• **EXERCISE OBJECTIVE**: List every line below that contains the word "each", matching case exactly.
* Start *
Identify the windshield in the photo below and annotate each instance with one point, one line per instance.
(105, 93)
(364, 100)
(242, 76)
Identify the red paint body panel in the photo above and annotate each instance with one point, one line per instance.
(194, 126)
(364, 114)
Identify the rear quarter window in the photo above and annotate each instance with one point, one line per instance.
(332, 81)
* End *
* Start *
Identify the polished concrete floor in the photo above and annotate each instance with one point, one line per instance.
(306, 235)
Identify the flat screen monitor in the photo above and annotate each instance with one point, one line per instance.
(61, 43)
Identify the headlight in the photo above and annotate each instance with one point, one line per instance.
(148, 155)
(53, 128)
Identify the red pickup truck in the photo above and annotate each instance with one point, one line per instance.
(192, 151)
* End *
• **EXPECTED ANSWER**:
Identify the windshield in the photo below and annotate each instance with one point, one line per instance.
Identify the red paint body panel in the photo above and annotate each instance with one point, one line per instance.
Identify the rear quarter window in the photo above and annotate each instance with one point, one line per instance.
Identify the polished concrete floor in the photo above and annotate each instance with one point, one line per instance.
Identify the flat screen monitor in the photo above and annotate each instance with one point, one line per instance.
Identify the headlight in the photo above and annotate each instance with one point, one line per instance.
Identify the red pickup truck in the photo above and annotate each instance with one point, one line per instance.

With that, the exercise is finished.